** Written problem **
Switch every occurrence of "Mark" to "Locate" throughout the items below, reproducing them otherwise unchanged and omitting the pictures from your output.

** Records supplied **
▬▬▬▬▬▬▬▬▬▬
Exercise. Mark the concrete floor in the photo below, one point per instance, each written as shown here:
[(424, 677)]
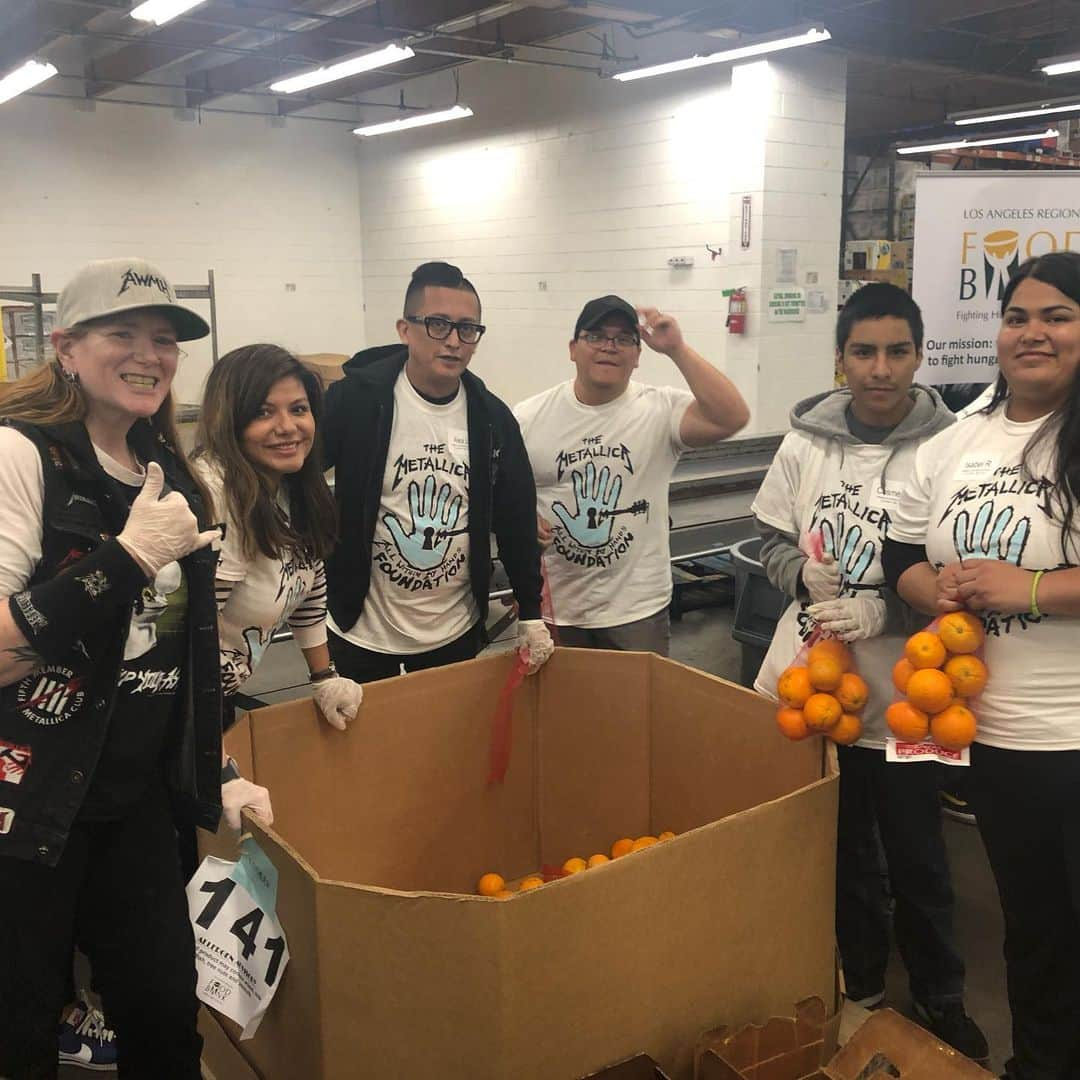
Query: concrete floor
[(702, 638)]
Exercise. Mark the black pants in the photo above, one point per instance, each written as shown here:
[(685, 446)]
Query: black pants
[(899, 805), (363, 665), (1027, 806), (117, 890)]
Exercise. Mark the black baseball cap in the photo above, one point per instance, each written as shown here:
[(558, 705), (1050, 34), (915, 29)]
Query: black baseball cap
[(595, 311)]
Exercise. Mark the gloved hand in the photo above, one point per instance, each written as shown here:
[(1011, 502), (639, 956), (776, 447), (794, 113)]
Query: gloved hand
[(535, 643), (850, 618), (158, 530), (242, 794), (822, 579), (337, 699)]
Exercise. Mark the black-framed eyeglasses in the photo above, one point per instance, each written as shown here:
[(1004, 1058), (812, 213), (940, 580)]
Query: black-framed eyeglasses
[(620, 340), (440, 328)]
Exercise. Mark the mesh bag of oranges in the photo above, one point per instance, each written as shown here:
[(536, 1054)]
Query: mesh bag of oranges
[(822, 693), (937, 682)]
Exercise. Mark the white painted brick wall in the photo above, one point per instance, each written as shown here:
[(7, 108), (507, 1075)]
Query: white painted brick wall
[(590, 186), (260, 205)]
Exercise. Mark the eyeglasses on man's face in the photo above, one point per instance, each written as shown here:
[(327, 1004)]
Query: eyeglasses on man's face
[(440, 328), (598, 340)]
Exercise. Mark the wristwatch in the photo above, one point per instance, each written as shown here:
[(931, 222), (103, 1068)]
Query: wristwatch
[(328, 672)]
▬▬▬▬▬▬▬▬▬▬
** The answer **
Exercise. Locate the concrete floor in the photo below, one point per instance, each written as shown here:
[(424, 677)]
Query: concrete floor
[(702, 638)]
Exercise. Locate the black pants in the photo above, one point per instance, each written as shown here:
[(685, 446)]
Query: black pants
[(899, 805), (363, 665), (1027, 806), (117, 890)]
Exercise. Locate the black baseball cap in the photo above, one point per instance, each written as shown here:
[(558, 705), (1050, 34), (915, 29)]
Query: black baseball cap
[(595, 311)]
Exercise. Locate the gloved hand in the photo above, one point per instance, each written as shown here:
[(1011, 502), (639, 956), (776, 447), (794, 113)]
Query: gloved hand
[(535, 643), (850, 618), (158, 530), (242, 794), (822, 579), (337, 699)]
Exercise. Locate the black-framed eyeglasses in the photo above, one point per instance, each written as shown here:
[(1004, 1058), (812, 213), (940, 580)]
Query: black-framed eyeglasses
[(620, 340), (440, 328)]
Exercise. Locate the mesh bag of oranges in the photo above, one point per instance, each written as shown here:
[(536, 1054)]
Query: mesh bag of oranges
[(822, 693), (937, 682)]
Exercise. Locate the white painted brick wall in the photo above, one point per instance, each written as shown here:
[(7, 108), (507, 1075)]
Query: white painted brick wall
[(590, 186), (260, 205)]
Exercise. Locate the eyeglasses on man's face in the photo above, one point per instance, each written as shown here:
[(327, 1004)]
Query: eyeglasses on man's face
[(440, 328), (598, 340)]
Exercise. Locate the wristwatch in the photo above, one point per instance, each written as shown here:
[(931, 222), (103, 1068)]
Query: wristwatch
[(328, 672)]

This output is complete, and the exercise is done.